▶ **DIRECTIONS FOR THIS TASK**:
After finding the line that contains "Query: sugar and cinnamon mixture", give again that line and each one following it, exactly, until the records end.

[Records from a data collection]
════

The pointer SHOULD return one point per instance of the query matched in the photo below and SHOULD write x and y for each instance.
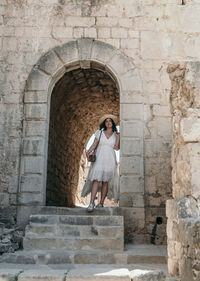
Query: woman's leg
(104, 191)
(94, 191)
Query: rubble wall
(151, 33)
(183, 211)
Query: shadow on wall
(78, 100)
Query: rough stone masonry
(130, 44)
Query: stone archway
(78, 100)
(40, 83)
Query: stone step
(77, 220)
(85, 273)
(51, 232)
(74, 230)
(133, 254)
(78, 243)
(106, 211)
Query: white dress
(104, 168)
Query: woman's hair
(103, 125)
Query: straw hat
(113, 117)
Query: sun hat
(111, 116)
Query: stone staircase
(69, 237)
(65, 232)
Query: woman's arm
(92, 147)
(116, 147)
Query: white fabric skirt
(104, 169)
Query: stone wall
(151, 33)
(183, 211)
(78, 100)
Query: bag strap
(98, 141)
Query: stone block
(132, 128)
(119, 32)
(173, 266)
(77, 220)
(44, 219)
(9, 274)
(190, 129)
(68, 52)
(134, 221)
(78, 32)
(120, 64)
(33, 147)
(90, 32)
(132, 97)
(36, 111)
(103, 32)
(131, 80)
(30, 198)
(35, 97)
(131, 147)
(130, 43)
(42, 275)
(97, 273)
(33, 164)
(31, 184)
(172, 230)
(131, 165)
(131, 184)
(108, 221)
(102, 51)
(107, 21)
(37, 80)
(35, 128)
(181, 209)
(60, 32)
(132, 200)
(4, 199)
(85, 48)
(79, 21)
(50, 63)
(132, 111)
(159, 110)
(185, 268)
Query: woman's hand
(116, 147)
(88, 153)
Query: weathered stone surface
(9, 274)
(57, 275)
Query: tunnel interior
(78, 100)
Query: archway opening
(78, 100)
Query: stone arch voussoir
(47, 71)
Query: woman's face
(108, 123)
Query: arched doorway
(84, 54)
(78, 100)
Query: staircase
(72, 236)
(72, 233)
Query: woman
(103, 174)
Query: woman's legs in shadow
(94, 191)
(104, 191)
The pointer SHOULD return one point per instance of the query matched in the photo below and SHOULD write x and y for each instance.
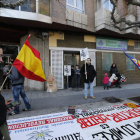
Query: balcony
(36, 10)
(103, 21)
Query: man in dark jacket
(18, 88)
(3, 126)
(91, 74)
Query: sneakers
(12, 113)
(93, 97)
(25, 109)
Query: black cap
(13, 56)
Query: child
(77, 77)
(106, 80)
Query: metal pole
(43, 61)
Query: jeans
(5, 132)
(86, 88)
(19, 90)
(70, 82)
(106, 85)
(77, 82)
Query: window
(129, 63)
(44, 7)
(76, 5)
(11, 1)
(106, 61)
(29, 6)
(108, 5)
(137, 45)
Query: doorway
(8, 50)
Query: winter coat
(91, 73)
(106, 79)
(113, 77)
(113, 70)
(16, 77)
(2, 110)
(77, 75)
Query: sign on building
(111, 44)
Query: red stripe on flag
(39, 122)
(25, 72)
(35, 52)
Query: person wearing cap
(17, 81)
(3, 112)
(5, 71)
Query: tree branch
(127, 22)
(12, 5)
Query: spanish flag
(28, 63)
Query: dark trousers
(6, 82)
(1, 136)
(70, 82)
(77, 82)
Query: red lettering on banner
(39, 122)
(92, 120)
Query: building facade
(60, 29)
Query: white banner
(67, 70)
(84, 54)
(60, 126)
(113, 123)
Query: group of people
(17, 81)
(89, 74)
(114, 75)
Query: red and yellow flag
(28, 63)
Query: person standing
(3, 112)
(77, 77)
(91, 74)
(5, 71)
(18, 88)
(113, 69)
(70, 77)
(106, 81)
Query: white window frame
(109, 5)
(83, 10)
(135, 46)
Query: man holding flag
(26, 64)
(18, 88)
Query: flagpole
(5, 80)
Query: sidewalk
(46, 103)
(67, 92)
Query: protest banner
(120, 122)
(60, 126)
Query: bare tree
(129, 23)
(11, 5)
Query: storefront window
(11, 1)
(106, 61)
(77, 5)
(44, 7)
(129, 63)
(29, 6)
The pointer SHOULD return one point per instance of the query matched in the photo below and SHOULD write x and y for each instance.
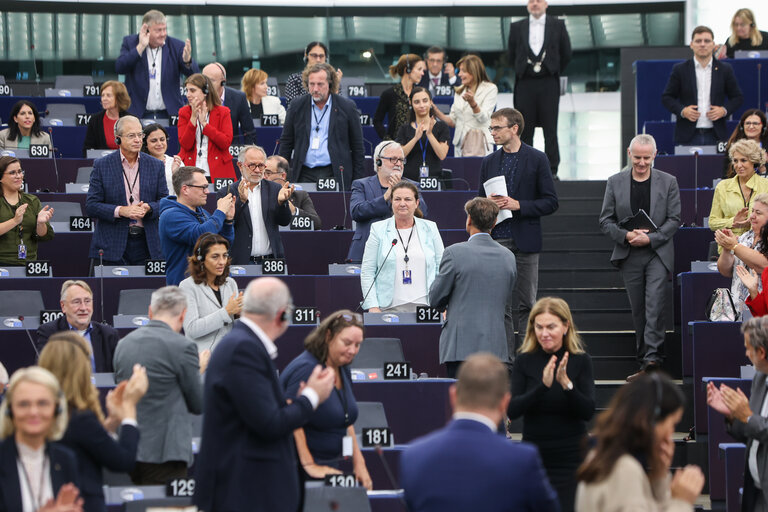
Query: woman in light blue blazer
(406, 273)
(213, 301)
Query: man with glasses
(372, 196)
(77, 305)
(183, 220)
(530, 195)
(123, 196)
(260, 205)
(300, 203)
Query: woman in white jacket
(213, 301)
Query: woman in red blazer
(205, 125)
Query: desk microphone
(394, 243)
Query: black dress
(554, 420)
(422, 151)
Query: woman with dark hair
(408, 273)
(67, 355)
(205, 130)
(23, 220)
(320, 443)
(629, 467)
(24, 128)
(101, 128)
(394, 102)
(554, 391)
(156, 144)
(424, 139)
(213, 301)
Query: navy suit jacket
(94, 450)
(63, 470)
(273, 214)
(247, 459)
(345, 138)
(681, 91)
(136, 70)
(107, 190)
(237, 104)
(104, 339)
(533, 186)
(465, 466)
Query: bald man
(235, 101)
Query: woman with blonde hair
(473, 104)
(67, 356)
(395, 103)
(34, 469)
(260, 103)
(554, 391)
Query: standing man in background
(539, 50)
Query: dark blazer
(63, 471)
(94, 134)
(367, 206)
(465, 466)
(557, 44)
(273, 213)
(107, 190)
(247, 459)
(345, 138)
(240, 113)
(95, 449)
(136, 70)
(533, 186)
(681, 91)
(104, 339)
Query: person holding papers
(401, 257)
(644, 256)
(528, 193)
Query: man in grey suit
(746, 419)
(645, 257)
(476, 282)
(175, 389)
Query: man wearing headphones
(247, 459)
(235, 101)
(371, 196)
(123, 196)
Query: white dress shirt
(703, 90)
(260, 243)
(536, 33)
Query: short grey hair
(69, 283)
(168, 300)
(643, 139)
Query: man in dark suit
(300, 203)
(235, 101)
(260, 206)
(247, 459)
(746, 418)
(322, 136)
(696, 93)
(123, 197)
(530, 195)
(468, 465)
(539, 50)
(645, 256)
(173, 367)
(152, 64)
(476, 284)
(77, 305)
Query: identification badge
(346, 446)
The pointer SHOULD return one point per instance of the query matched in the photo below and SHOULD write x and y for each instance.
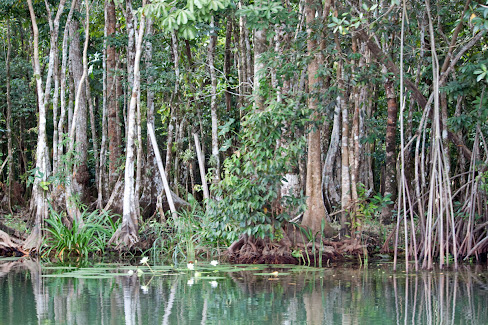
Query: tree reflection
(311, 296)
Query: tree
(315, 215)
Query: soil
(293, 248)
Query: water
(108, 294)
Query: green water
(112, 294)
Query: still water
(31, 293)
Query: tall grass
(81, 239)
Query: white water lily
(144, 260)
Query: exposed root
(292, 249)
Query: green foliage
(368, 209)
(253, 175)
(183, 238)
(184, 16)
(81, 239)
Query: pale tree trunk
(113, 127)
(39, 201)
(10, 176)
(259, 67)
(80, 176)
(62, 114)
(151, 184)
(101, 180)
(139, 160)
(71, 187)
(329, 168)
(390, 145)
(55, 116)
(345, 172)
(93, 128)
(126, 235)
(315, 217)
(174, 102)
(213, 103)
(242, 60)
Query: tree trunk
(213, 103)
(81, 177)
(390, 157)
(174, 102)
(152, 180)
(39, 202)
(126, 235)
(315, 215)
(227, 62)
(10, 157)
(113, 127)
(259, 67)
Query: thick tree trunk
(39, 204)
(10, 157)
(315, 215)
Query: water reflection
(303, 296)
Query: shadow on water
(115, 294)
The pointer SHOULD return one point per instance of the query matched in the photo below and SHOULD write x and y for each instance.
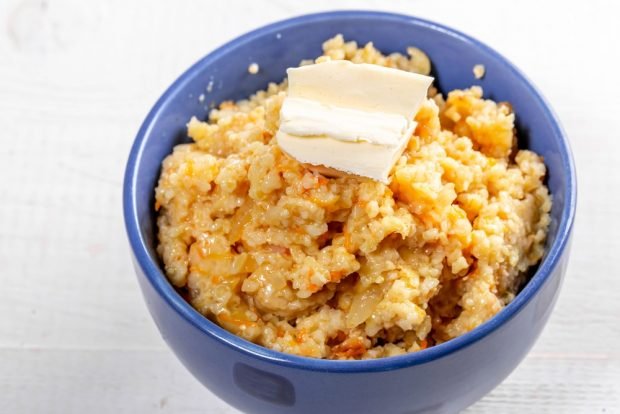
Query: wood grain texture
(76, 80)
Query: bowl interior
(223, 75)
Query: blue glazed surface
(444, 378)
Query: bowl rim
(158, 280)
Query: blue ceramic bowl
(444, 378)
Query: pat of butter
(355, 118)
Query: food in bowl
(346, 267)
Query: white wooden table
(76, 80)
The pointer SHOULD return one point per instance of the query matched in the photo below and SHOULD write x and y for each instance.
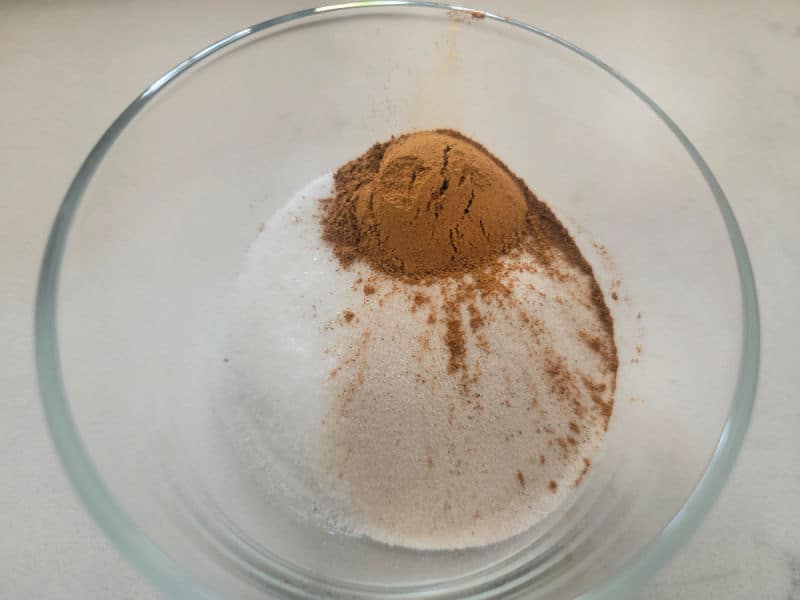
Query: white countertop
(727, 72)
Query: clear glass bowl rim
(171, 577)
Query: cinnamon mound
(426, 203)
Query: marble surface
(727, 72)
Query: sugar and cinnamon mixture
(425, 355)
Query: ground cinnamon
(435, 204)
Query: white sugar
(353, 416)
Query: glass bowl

════

▶ **PROBLEM SOLUTION**:
Query: sugar and cinnamon mixture
(425, 355)
Query: ground cinnamon
(435, 204)
Query: white sugar
(353, 416)
Query: glass bowl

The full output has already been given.